● **Metin Parçası**

KIRIM TÜRKLERİ'NİN ETKİNLİĞİ VE FATİH SULTAN MEHMET'İN SON OTAĞI

Saygıdeğer okurlar, inanınız bunca yaşantım için de birkaç yaşanmış olay ve  hayal edilmesi dahi mümkün olmayan bu  gerçekler, yaşantımı son derece etkilemiştir…
Elbet de bunların başın da, ULU ÖNDER MUSTAFA KEMAL ATATÜRK'ÜMÜZÜN, çok çok acı da olsa aziz naşı'nın ANIT KABİR de mozolenin altında ki köşegenli oda da toprağa verilme anın da, 20 yaşların da çok genç bir Yd. Subay Teğmen olarak bulunmam ve şu an sanırın birkaç general ve birkaç da görevli dışın da olup da O YÜCE ÖNDERİN, ASİL ve UNUTULMAZ MUHTEŞEM ÇEHRESİNİ , yeryüzünde  görüp de halen hayatta olan en son kişi ben olmalıyım…(  10 Kasım 2011 tarihli Yeniçağ gazetemiz de, baş sayfamızın tümünü kaplayacak şekilde sunumu yapıldığı ve Ulusal  gazetelerimize de  yansıdığı üzere…)

● **Verilen Görev A**
Şu üç ifadenin metin parçasıyla örtüşüp örtüşmediğini evet ya da hayır diye yanıtlayın, her birinde kararı belirleyen sözleri metinden birebir alıntılayın. (i) Anlatıcı, defin anında genç bir yedek subay teğmen olarak oradaydı. (ii) Söz edilen haber, 10 Kasım 2011 tarihli Yeniçağ gazetesinde iç sayfalarda kısa bir not olarak yer aldı. (iii) Toprağa verilme, Anıtkabir'de mozolenin altındaki köşegenli odada gerçekleşti.
● **Verilen Görev B**
Metin parçasının "KIRIM TÜRKLERİ'NİN ETKİNLİĞİ" sözlerinden başlayıp "de  yansıdığı üzere…)" sözleri de dahil olmak üzere oraya kadar uzanan kısmını kelimesi kelimesine aktarın.

[İşaretleme veri kümesi kayıtları]
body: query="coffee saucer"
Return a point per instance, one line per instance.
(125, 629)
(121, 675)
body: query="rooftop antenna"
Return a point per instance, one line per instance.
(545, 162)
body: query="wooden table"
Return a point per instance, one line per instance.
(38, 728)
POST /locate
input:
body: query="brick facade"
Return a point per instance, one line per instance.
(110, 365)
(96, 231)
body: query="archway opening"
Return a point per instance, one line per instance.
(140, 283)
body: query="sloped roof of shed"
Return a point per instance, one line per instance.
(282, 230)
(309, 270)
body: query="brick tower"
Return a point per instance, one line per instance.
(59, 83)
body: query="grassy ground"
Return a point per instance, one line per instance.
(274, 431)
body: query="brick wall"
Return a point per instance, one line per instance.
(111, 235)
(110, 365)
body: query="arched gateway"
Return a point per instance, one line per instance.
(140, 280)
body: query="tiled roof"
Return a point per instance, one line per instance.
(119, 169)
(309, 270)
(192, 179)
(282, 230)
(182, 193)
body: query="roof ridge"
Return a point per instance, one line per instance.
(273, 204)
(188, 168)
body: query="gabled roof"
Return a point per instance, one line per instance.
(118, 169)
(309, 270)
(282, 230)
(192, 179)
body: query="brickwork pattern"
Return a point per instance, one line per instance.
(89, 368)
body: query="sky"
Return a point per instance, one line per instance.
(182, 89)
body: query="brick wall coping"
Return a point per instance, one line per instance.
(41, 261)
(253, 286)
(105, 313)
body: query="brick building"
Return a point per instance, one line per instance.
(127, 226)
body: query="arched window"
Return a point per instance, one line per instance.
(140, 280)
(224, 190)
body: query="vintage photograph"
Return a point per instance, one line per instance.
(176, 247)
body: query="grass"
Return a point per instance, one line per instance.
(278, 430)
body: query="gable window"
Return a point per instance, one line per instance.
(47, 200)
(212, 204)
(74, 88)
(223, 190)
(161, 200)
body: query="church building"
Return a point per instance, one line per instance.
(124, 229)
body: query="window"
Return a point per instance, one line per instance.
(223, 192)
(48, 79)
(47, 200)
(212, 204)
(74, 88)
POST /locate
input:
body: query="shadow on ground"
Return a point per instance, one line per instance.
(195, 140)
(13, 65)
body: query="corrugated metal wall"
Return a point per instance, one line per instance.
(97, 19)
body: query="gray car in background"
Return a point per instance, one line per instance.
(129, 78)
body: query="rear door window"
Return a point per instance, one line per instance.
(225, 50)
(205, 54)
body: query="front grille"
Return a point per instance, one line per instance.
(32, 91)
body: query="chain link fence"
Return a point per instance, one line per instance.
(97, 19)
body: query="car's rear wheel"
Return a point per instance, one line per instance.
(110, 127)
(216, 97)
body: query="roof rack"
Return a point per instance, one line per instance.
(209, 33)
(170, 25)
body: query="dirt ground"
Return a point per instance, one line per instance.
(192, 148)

● **Tam Yanıt A**
(i) Evet: "20 yaşların da çok genç bir Yd. Subay Teğmen olarak bulunmam"
(ii) Hayır: "baş sayfamızın tümünü kaplayacak şekilde sunumu yapıldığı"
(iii) Evet: "ANIT KABİR de mozolenin altında ki köşegenli oda da toprağa verilme anın da"

● **Tam Yanıt B**
KIRIM TÜRKLERİ'NİN ETKİNLİĞİ VE FATİH SULTAN MEHMET'İN SON OTAĞI

Saygıdeğer okurlar, inanınız bunca yaşantım için de birkaç yaşanmış olay ve  hayal edilmesi dahi mümkün olmayan bu  gerçekler, yaşantımı son derece etkilemiştir…
Elbet de bunların başın da, ULU ÖNDER MUSTAFA KEMAL ATATÜRK'ÜMÜZÜN, çok çok acı da olsa aziz naşı'nın ANIT KABİR de mozolenin altında ki köşegenli oda da toprağa verilme anın da, 20 yaşların da çok genç bir Yd. Subay Teğmen olarak bulunmam ve şu an sanırın birkaç general ve birkaç da görevli dışın da olup da O YÜCE ÖNDERİN, ASİL ve UNUTULMAZ MUHTEŞEM ÇEHRESİNİ , yeryüzünde  görüp de halen hayatta olan en son kişi ben olmalıyım…(  10 Kasım 2011 tarihli Yeniçağ gazetemiz de, baş sayfamızın tümünü kaplayacak şekilde sunumu yapıldığı ve Ulusal  gazetelerimize de  yansıdığı üzere…)